## Übungstext
########################################

Nach Auffassung des Senats ist bei D. das myelodysplastische Syndrom mit hinreichender Wahrscheinlichkeit durch die Benzolexposition bei der beruflichen Tätigkeit wesentlich mitverursacht worden. Die berufliche Exposition ist als wesentliche Teilursache neben der Benzolbelastung durch das Raucherverhalten des D. anzusehen.

Die Berufskrankheit nach Nr.1303 der Anlage zur BKV erfasst Erkrankungen durch Benzol, seine Homologe oder Styrol. Anerkannt ist, dass Benzol die wichtigste berufliche Noxe für das Auftreten von myelo- und lymphoproliferativen Systemerkrankungen ist. Benzol kann danach alle malignen hämolymphatischen Systemerkrankungen verursachen, deren Zellreihen sich von der omnipotenten Stammzelle ableiten (Schönberger/Mehrtens/Valentin, Arbeitsunfall und Berufskrankheit, 7. Auflage, S. 1016 m.w.N.). Die Aufnahme erfolgt überwiegend durch Einatmung der Dämpfe. Die Einatmung hochkonzentrierter Benzoldämpfe kann in wenigen Minuten zum Tode führen. Die Einwirkung kleinerer Mengen über einen längeren Zeitraum kann zu einer schweren Schädigung des blutbildenden Systems (Knochenmark u.a.) und der Kapillaren führen (Merkblatt des Bundesministeriums für Gesundheit und Soziale Sicherung - BMGS - für die ärztlichen Untersuchungen bei Berufskrankheiten zu Nr.1303 der Anlage zur BKV, in: Mehrhoff/Meindl/Muhr, Unfallbegutachtung, 11. Auflage, S.266).

Die BKV nennt ausdrücklich keine arbeitstechnischen Voraussetzungen zur Anerkennung einer Erkrankung durch Benzol, also keine Mindestexpositionszeiten bzw. Mindestbelastungswerte. Die Berufskrankheiten der Gruppe 13 der Anlage zur BKV umfassen aufgrund chemischer Einwirkungen verursachte Erkrankungen durch Lösemittel, Pestizide und sonstige chemische Stoffe, welche generell für eine Anerkennung keine quantitativen Expositionsbedingungen als Tatbestandsmerkmale enthalten. Nach dem Wortlaut wird lediglich die Kausalität zwischen einer beruflich bedingten Einwirkung eines solchen chemischen Stoffes und einer Erkrankung gefordert.

Gleichwohl kann nicht jedes Ausmaß einer Benzolexposition zur Anerkennung einer Berufskrankheit gemäß Nr.1303 der Anlage zur BKV ausreichen. Erforderlich ist jedenfalls eine Gefährdung des Versicherten infolge der Benzolexposition, die erheblich über das Maß hinausgeht, dem die Bevölkerung ohne eine entsprechende berufliche Belastung ausgesetzt ist. Diese Voraussetzung ist hier bei D. unstreitig erfüllt. Nicht eindeutig ist dagegen die Frage zu beantworten, an welchen Grenzwerten sich die signifikant erhöhten Erkrankungsrisiken orientieren.

########################################

## Auflistung
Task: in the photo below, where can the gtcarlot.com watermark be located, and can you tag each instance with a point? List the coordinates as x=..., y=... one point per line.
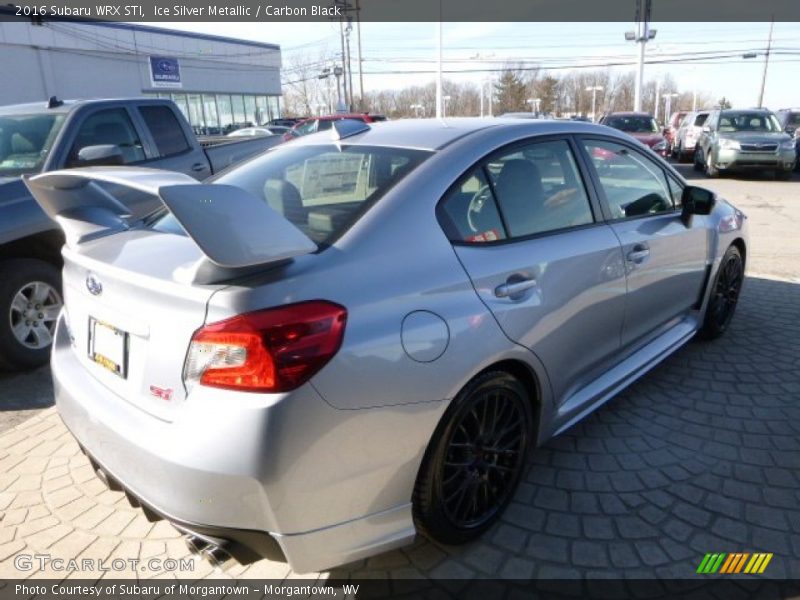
x=46, y=562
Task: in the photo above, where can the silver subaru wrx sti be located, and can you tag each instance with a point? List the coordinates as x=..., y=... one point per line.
x=353, y=338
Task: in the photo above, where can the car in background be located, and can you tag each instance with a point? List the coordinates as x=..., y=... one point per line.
x=359, y=336
x=744, y=140
x=671, y=128
x=259, y=131
x=789, y=119
x=690, y=129
x=639, y=125
x=316, y=124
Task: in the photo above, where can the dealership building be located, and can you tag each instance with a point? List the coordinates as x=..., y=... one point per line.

########################################

## Zu lösende Aufgabe
Auf welchem Weg wird Benzol laut Übungstext überwiegend aufgenommen? Die Auflistung spielt hierfür keine Rolle.

## Antwortfeld
Überwiegend durch Einatmung der Dämpfe.